DOCUMENT SECTION
Scanning electron micrographs of the decellularized human gingival tissue showed that the overall structure of human gingiva is preserved after decellularization (Figure 5). Transmission electron microscope and Scanning electron microscope images showed cell pseudopod formation at day 7 after initial seeding (Figure 6). Transmission electron micrographs of cells from the gingival epithelium revealed desmosome attachment to adjacent cells at day 14 after initial seeding (Figure 7). The histologic section of human gingival scaffold loaded rat BM-MSCs demonstrated formation of epithelial like layer at days 7, 14 and 28 after initial seeding (Figure 8). The results of immunohistochemical staining were strongly positive for multi cytokeratin (CK) at days 14 after initial seeding in epithelial differentiation (Figure 9). Therefore rat BM-MSCs which are loaded on human gingival scaffold are capable of differentiating toward keratinocytes.

Figure 5

Scanning electron micrographs of the decellularized human gingival tissue. A and B, overall structure of human gingival preserved after decellularization. C and D, collagen fibers in the connective tissue were intact

Figure 6

The appearance of cell pseudopod formation with scanning (A) and transmission (B) electron microscope at day 7 after initial seeding (stars depict cell pseudopods)

Figure 7

Intracellular junction. A and B, Transmission electron micrographs of cell from the gingival epithelium. The cell has desmosome attachment to adjacent cells at day 14 after initial seeding

Figure 8

A, B and C, the histologic section of human gingival scaffold –loaded rat BM-MSCs demonstrated formation of epithelial-like layer at days 7, 14 after initial seeding (H&P staining). D, epithelial like layer formation at day 28 after initial seeding (Carmine staining)

Figure 9

Immunohistochemical staining for multi cytokeratin (CK) showed positive cell staining (brown) in epithelial differentiation at days 14 after initial seeding (×400)

Discussion

Tissue engineering methods uses scaffolds and stem cells to repair tissues and stimulate organ function. Decellularized matrixes of cartilage, bone, urethra, umbilical cord, and dermis were used as scaffolds in tissue engineering (15-20) Collagen hydrogels were also used as scaffold for dermal regeneration, but satisfactory results were not obtained (7).

In this study, human gingival scaffold has been used for rat BM-MSCs differentiation towards keratinocytes. The human gingival epithelium is a stratified squamous epithelium consisting of cells tightly attached to each other and arranged in a number of distinct layers (21).

Wu et al showed that BM-MSCs could be useful in treating diabetic and non-diabetic ulcers by increasing epithelial renewal, cell penetration and angiogenesis. The rat BM-MSCs which was transplanted to the skin ulcers, accelerated wound healing and epithelium regeneration (9). Transmission electron micrographs showed intracellular junctions. The cell has desmosome attachment to adjacent cells at day 14 after initial seeding (Figure 7). The rat BM-MSCs were loaded on human gingival scaffolds for epithelial formation (Figure 8). Cytokeratines are a family of interacellular fibrous proteins that represent an excellent marker for epithelial differentiation (22). In the present study, immunohistochemical staining showed positive expression for multi cytokeratin in epithelial differentiation (Figure 9). So, BM-MSCs can differentiate toward keratinocytes by induction effect of human gingival scaffold.

Conclusions

Reconstruction of the skin is one of the major goals in dermal technology. Human gingival scaffold is suitable for tissue engineering. If the hypothesis discussed here is true, gingival tissue as a natural scaffold can be used for attachment and differentiation of bone marrow mesenchymal stem cells toward keratinocytes and might be used as a suitable scaffold for reconstruction of the skin.

SUPPLIED INFORMATION
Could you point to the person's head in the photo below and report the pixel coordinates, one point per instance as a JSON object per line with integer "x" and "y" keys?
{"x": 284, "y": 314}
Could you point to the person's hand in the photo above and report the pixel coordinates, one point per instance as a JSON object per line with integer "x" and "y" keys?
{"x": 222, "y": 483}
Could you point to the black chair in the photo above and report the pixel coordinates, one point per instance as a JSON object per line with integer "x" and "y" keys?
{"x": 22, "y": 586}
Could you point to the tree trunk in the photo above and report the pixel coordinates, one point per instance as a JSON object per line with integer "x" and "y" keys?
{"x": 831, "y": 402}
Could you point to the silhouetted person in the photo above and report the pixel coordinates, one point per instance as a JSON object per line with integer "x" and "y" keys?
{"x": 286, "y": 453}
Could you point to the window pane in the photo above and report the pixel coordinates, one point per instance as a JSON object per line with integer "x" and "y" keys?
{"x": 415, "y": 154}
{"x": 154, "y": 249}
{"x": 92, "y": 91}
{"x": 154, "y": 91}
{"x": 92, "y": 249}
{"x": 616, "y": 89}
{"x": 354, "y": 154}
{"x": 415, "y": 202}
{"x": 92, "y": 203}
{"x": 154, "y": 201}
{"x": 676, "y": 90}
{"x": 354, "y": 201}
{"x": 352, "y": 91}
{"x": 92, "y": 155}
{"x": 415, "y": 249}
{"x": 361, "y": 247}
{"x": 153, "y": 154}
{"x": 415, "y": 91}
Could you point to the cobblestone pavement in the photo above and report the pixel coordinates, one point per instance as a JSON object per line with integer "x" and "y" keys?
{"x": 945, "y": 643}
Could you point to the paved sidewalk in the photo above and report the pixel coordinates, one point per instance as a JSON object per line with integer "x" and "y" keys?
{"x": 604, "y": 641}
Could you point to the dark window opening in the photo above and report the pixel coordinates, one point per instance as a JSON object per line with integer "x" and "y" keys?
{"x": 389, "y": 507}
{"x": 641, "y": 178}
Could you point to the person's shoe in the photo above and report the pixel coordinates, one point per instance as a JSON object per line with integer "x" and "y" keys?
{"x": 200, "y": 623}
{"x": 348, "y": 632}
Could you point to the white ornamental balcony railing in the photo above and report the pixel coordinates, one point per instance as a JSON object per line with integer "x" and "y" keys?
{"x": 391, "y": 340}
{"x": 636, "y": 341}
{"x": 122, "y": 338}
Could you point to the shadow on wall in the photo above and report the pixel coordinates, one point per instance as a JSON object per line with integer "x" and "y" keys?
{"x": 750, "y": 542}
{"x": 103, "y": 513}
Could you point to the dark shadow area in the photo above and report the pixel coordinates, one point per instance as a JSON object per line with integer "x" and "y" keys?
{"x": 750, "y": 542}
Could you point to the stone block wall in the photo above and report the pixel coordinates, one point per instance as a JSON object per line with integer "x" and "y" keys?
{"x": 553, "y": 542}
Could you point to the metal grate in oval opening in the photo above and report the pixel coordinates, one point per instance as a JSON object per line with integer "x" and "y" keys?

WORK ORDER 1
In the gingival scaffold study above, shorten the paragraph that begins "Tissue engineering methods uses scaffolds" and keep its main facts.
WORK ORDER 2
According to the gingival scaffold study above, what staining was used to show the epithelial-like layer at day 28 after initial seeding?

REPLY 1
Tissue engineering repairs tissues and stimulates organ function using scaffolds and stem cells. Decellularized matrixes of cartilage, bone, urethra, umbilical cord, and dermis have served as scaffolds. Collagen hydrogels were also tried as scaffolds for dermal regeneration, but they did not give satisfactory results.

REPLY 2
Carmine staining.